(Pointing entries for labeled objects)

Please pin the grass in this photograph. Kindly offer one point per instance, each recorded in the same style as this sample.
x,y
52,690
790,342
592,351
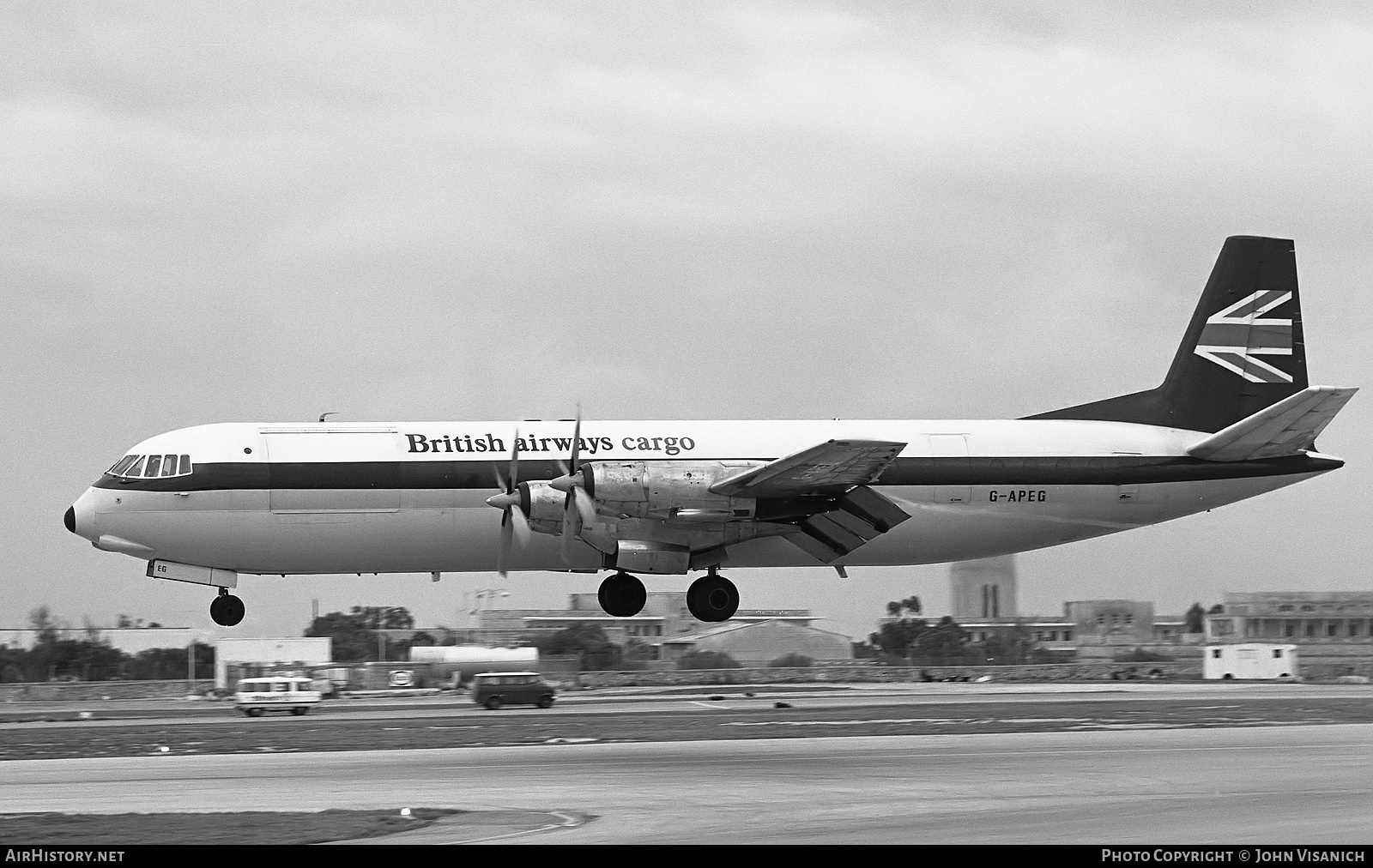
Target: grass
x,y
239,827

Aim - Copy every line of the records above character for character, but leave the pictures out of your answer.

Response -
Please pin the grass in this photograph. Kindly offer one point per instance, each recorded in the same style as this sample.
x,y
52,690
790,342
592,351
Target: grass
x,y
239,827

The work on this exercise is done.